* Problem statement
The word "shaft" may appear in some lines of the data; copy every such line.

** Input for this task follows **

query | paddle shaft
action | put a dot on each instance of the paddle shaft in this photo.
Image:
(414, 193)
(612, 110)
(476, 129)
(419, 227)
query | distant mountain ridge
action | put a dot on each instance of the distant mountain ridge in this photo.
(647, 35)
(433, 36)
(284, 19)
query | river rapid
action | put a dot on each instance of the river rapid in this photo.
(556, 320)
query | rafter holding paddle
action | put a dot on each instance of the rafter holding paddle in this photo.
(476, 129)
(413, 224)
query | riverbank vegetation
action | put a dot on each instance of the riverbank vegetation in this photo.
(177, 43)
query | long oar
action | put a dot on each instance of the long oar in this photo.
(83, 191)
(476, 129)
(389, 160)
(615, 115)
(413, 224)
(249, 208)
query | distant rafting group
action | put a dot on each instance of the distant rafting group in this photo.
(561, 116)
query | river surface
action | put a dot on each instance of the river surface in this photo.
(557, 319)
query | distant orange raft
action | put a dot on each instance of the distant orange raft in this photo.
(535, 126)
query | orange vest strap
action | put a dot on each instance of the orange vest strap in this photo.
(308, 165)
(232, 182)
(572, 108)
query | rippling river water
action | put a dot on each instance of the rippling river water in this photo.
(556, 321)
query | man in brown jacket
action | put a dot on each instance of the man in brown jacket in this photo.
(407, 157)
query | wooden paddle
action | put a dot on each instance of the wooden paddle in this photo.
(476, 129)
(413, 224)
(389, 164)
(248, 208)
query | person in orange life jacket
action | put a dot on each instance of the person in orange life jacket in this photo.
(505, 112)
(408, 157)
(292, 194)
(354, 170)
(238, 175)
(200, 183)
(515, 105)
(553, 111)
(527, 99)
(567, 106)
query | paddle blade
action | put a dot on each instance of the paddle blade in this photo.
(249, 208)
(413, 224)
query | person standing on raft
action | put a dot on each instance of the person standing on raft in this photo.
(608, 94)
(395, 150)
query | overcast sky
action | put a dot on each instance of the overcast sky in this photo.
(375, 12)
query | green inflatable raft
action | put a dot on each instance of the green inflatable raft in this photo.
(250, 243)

** End of Input for this task **

* Task result
query | paddle shaft
action | put a dot on each instance of the paddle shaft in this photo.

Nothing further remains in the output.